Gib die Zeilen der Auflistung von der Zeile mit „If you could point at the girl's knee“ bis zum Ende der Auflistung, beide einschließlich, erneut wieder. Tausche darin „knee“ gegen „elbow“ aus und lass alles andere unverändert.

* * * * *

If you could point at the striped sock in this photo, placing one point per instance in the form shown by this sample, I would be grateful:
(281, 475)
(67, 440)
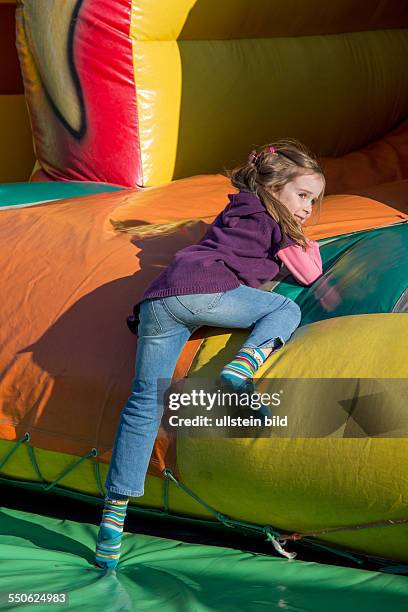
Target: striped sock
(240, 371)
(110, 532)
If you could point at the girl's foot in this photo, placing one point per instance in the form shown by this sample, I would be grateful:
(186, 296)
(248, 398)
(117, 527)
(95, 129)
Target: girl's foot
(110, 533)
(239, 372)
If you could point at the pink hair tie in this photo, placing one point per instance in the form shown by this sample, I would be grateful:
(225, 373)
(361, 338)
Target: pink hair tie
(253, 156)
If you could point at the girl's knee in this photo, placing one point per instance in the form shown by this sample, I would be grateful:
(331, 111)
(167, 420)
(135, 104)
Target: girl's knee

* * * * *

# Antwort zur Übung
If you could point at the girl's elbow in this photo, placing one point per instance in the form shown by this sample, I would be grateful:
(331, 111)
(167, 420)
(135, 104)
Target: girl's elbow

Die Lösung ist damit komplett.